Entries drawn from a collection:

┌──

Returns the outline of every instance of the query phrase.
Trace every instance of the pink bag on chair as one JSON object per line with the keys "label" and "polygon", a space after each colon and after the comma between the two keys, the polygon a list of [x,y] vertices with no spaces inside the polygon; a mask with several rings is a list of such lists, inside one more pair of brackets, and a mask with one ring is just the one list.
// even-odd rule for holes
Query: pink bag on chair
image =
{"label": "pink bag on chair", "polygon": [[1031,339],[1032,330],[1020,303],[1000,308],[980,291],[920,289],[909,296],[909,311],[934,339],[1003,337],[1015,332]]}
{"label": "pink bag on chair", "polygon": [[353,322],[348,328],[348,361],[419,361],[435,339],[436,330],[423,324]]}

└──
┌──

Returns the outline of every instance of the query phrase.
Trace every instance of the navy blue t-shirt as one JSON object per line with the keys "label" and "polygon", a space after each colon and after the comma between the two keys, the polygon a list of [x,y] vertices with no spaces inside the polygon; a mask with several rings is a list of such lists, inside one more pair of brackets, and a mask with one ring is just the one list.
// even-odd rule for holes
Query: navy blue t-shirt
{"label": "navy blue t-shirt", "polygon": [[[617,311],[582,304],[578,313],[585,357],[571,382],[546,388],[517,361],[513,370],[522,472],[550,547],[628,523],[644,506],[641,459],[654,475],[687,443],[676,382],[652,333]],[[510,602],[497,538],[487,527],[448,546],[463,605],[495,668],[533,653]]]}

└──

> Task details
Extract each line of the rows above that contains the string "rings". Matches must have the same letter case.

> Solution for this task
Trace every instance of the pink bag on chair as one JSON object per line with the keys "label" and "polygon", a space after each colon and after the comma between the two keys, the polygon a list of [x,y] vertices with no spaces inside the polygon; a mask with several rings is a list of such lists, inside one more pair of brackets, and a mask with one ring is just the one list.
Trace every instance of the navy blue t-shirt as one JSON object per line with the keys "label" and "polygon", a space after each colon and after the comma between the two keys, the polygon a list of [x,y] vertices with no spaces inside the polygon; a mask with several rings is a list of such lists, inside one more pair of brackets, and a mask with one ring is just the one list.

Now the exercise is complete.